*** Opening RECORDS PROVIDED ***

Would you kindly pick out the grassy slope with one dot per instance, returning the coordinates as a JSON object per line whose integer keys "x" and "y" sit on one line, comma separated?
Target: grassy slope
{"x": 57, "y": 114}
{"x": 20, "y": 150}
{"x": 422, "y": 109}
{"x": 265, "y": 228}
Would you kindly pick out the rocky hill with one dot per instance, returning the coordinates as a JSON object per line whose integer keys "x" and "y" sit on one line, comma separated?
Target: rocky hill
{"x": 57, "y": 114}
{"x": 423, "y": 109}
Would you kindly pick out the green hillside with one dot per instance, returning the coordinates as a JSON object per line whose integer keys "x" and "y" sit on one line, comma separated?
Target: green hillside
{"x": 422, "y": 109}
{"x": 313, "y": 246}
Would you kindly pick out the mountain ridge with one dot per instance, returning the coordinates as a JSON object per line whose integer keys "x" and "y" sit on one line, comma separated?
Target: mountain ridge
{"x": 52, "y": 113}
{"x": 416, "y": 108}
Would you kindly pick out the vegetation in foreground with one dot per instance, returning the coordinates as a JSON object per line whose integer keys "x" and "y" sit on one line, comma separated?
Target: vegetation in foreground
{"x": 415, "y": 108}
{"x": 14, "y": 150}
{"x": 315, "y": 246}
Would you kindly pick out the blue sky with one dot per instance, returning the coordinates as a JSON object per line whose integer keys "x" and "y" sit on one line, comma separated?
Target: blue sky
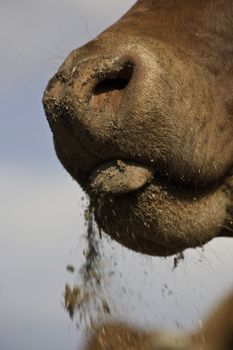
{"x": 41, "y": 226}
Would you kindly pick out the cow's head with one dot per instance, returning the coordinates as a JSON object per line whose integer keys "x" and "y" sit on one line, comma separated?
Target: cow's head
{"x": 142, "y": 118}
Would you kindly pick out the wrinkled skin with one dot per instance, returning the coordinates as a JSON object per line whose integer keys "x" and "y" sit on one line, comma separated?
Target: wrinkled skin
{"x": 216, "y": 333}
{"x": 151, "y": 99}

*** Closing RECORDS PROVIDED ***

> _EXERCISE DIRECTIONS_: Every line of the data above should be repeated exactly. Omit the pictures.

> _ANSWER BELOW_:
Would you kindly pick out the grassy slope with one dot per instance, returning the coordinates as a JSON object per line whose integer keys "x" and "y" sit on one line, comma separated?
Target: grassy slope
{"x": 57, "y": 114}
{"x": 20, "y": 150}
{"x": 422, "y": 109}
{"x": 265, "y": 228}
Would you kindly pick out the rocky hill with one dot per instance, returning the coordinates as a JSON object per line whose integer keys "x" and "y" sit on one line, comma separated?
Target: rocky hill
{"x": 57, "y": 114}
{"x": 423, "y": 109}
Would you kindly pick out the green hillside with one dot per instance, returning the coordinates as a JSON object per line whose integer keys "x" and "y" sit on one line, comma separated?
Target: green hillside
{"x": 422, "y": 109}
{"x": 313, "y": 246}
Would you kindly pick out the mountain ridge with one dot per instance, returning the coordinates as a JSON object per line whose integer keys "x" and "y" sit on one line, comma separated?
Target: mountain ridge
{"x": 52, "y": 113}
{"x": 416, "y": 108}
Would you kindly pick out the vegetation in foreground with one dot per instance, returning the coordinates as a JSON object per line whose integer keys "x" and "y" sit on one line, comma separated?
Target: vegetation in foreground
{"x": 415, "y": 108}
{"x": 14, "y": 150}
{"x": 315, "y": 246}
Would you kindly pick out the blue sky with one dot per instance, returning the coordinates as a JSON object per line whose integer keys "x" and "y" sit on one line, comma separated?
Target: blue sky
{"x": 41, "y": 226}
Would you kindly pick out the cow's head with one dot per instance, returning the coordinates as a JSON object per line whose integer keys "x" and "y" sit on one line, comma separated?
Target: cow's head
{"x": 142, "y": 118}
Would you kindly pick out the wrinkled skin with one dot per instance, returning the coordinates as a JSON object per line whose integer keys "x" and "y" sit on one line, comma separated?
Target: wrinkled skin
{"x": 216, "y": 333}
{"x": 151, "y": 99}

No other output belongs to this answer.